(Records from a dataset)

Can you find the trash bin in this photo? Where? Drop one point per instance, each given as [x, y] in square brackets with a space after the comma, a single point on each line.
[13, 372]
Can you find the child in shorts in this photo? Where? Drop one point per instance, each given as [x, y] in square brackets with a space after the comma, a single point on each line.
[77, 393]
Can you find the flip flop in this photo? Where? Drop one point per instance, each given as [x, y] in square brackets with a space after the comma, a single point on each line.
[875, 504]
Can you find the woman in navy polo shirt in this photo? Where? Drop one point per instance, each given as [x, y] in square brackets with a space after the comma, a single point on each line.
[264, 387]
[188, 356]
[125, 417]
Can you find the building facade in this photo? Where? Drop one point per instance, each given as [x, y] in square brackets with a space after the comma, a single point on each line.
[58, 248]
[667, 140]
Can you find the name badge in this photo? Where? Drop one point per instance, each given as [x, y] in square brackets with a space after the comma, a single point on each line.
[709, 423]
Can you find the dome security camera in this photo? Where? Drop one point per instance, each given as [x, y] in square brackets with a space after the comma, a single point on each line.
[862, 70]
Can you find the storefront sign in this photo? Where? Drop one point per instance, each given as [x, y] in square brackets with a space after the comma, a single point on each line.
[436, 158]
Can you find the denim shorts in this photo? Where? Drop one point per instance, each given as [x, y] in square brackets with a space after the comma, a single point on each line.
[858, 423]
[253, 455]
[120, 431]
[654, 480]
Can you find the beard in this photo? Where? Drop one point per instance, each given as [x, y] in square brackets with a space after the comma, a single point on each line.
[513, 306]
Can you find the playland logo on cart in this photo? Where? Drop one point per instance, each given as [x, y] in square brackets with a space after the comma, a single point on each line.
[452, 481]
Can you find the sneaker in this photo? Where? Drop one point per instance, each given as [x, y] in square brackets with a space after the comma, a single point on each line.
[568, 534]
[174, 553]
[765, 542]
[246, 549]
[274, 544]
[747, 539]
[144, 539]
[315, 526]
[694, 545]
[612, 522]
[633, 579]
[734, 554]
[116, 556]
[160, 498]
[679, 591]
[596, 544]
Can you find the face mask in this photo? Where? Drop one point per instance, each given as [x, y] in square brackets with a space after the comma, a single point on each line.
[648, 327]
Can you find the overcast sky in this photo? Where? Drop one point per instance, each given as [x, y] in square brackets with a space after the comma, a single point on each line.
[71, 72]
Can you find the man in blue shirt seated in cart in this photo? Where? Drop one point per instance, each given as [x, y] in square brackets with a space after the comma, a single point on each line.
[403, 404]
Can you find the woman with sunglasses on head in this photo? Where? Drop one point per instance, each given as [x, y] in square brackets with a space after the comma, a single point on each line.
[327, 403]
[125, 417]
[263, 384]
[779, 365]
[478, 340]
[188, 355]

# [Activity]
An exact copy of the lines from the one with "Can you find the man" to the final line of the entries is all that the answer should hold.

# [Exercise answer]
Can you find the man in blue shirt seated in cart in this photo? Where? Drop one point per instance, each given as [x, y] in square brackets with a space after the comma, a single point on each line.
[403, 404]
Can you find the woman with sunglasses on head in this photo? Where? Drop one point per instance, each given as [x, y] in square brackets with a space after the comma, a single point on each line.
[327, 403]
[125, 417]
[263, 384]
[779, 365]
[478, 340]
[188, 355]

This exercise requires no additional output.